• **Text block**
The St. Louis Blues are a budget team and everyone knows it. So how can the Blues expect to resign restricted free agents Patrik Berglund, Chris Stewart, Alex Pietrangelo, Kevin Shattenkirk, Jake Allen, Kris Russell, and still manage to stay well below the cap? The short answer is that they probably can’t. So what is there to do? Well, Blues General Manager Doug Armstrong could try calling up the Ottawa Senators.
Recently Bryan Murray, GM of the Ottawa Senators, was quoted in the Ottawa Sun as saying,
"We have to score more goals. We have to find a way to create a little more offence. That may mean trying to find a player out there who will do that."
Sounds a lot like what the Blues said at the end of their season. In fact, Armstrong joking asked all GM’s in the league to please call him about sending the Blues a 30 or 40 goal scorer, but the issue might not be with the players. Many people believe that David Perron, T.J. Oshie, Berglund, and Stewart could all be much bigger contributors in other cities. If the Senators really are willing to part with younger skilled players for scoring today, maybe the Blues should take them up on their offer.
Senators Coach Paul MacLean went on to say,
"It means a lot of things: It could be a scoring winger, a defenceman, a centreman, but we want players that have size and speed and good skill at whatever position we can get them at is what I would think. I don’t think there’s one specific need, but if we can get one anywhere I think that would be a great addition."

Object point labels
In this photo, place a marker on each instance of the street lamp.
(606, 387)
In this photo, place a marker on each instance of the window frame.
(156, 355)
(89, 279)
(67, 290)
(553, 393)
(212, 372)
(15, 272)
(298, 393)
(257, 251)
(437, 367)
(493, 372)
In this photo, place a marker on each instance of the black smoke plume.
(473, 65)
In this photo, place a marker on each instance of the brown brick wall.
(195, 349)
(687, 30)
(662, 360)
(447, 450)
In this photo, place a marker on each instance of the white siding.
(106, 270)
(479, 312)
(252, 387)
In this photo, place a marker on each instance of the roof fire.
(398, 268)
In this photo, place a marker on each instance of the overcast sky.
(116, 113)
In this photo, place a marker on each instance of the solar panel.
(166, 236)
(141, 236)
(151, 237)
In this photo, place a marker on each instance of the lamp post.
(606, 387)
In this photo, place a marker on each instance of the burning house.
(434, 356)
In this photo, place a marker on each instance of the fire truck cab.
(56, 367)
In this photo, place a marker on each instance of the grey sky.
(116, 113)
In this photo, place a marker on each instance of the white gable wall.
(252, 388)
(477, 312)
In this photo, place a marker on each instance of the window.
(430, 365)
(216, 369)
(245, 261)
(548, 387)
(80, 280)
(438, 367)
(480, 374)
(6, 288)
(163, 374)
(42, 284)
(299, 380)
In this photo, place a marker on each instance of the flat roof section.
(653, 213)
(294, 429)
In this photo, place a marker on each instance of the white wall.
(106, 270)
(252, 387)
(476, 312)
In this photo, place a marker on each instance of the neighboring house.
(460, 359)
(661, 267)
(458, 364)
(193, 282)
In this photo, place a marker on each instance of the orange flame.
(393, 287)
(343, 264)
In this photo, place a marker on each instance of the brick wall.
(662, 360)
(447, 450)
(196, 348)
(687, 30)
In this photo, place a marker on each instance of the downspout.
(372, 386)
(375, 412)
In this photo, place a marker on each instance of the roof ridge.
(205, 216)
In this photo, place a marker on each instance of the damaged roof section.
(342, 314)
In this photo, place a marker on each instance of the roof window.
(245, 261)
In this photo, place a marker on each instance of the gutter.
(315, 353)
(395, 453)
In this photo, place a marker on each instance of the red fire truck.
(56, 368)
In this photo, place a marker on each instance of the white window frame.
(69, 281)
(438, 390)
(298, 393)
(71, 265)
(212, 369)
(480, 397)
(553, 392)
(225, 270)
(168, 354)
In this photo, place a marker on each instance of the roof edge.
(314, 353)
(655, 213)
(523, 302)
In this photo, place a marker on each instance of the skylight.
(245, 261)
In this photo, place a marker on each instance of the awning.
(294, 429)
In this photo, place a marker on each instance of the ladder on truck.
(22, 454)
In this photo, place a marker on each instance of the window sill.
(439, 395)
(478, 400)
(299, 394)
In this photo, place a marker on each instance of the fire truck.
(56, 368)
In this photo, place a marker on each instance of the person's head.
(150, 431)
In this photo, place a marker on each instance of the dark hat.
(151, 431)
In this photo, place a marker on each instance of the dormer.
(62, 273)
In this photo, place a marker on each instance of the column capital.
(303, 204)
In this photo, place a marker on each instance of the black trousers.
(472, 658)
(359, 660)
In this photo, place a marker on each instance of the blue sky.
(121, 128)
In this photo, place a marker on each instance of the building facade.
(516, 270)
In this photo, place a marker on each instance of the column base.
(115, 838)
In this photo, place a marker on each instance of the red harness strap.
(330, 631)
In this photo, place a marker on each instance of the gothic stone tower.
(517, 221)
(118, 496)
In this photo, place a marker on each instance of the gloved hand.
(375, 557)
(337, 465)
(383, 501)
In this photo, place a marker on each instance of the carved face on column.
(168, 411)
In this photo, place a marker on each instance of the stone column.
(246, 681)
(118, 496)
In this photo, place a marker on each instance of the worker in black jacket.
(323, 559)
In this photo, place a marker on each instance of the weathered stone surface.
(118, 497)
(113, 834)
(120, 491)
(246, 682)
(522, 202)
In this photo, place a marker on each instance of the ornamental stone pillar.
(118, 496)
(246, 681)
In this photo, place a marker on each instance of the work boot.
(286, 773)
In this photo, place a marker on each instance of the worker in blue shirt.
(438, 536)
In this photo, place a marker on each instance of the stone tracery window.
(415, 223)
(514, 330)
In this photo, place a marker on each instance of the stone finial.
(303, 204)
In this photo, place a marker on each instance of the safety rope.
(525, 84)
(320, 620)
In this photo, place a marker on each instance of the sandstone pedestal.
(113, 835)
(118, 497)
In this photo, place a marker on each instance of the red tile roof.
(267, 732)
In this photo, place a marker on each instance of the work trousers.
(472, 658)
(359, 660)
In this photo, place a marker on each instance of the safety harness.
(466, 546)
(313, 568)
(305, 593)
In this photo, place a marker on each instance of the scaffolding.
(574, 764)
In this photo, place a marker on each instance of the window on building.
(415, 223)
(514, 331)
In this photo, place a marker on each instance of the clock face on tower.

• **Problems**
(1) In the St. Louis Blues article, which newspaper quoted Bryan Murray?
(2) Do these statements agree with the St. Louis Blues article? (a) Paul MacLean is the general manager of the Ottawa Senators. (b) The Blues are called a budget team. (c) Armstrong asked other GMs to send the Blues a 20-goal scorer.
(3) Carry on the St. Louis Blues article from the point where it stops.
These lines have no connection to the article about the St. Louis Blues.

• **Exercise responses**
(1) The Ottawa Sun.

(2)
(a) No: "Senators Coach Paul MacLean"
(b) Yes: "The St. Louis Blues are a budget team and everyone knows it."
(c) No: "sending the Blues a 30 or 40 goal scorer"

(3)
May 5, 2013; Ottawa, ON, CAN; Ottawa Senators centre Mika Zibanejad (93) shoots on Montreal Canadiens goalie Carey Price (31) in the first period in game three of the first round of the 2013 Stanley Cup playoffs at Scotiabank Place. Mandatory Credit: Marc DesRosiers-USA TODAY Sports
Mika Zibanejad is a talented young center who has yet to completely blossom. What is the St. Louis Blues’ biggest cause for concern? Lack at center. So what would it take for the Blues to try and steal Zibanejad away from the Sens? As much as I love Chris Stewart, he may be the piece that would be able to get the Blues the swap. He is big and has the speed and skill that MacLean would like to see his team gain. Plus, Daniel Alfredsson is most likely retiring at the end of this season and the Senators will be looking for someone to play alongside of Jason Spezza. If the Blues were willing to let Stewart go, both teams would benefit from the situation. The Blues are packed full of upcoming right wingers who have the potential to score with Vladimir Tarasenko, Ty Rattie, Dmitrij Jaskin and the current roster holders of T.J. Oshie and David Backes. Parting with Stewart to pick up a skilled, future first line center would be a huge benefit to the Blues, but would the Senators take that trade?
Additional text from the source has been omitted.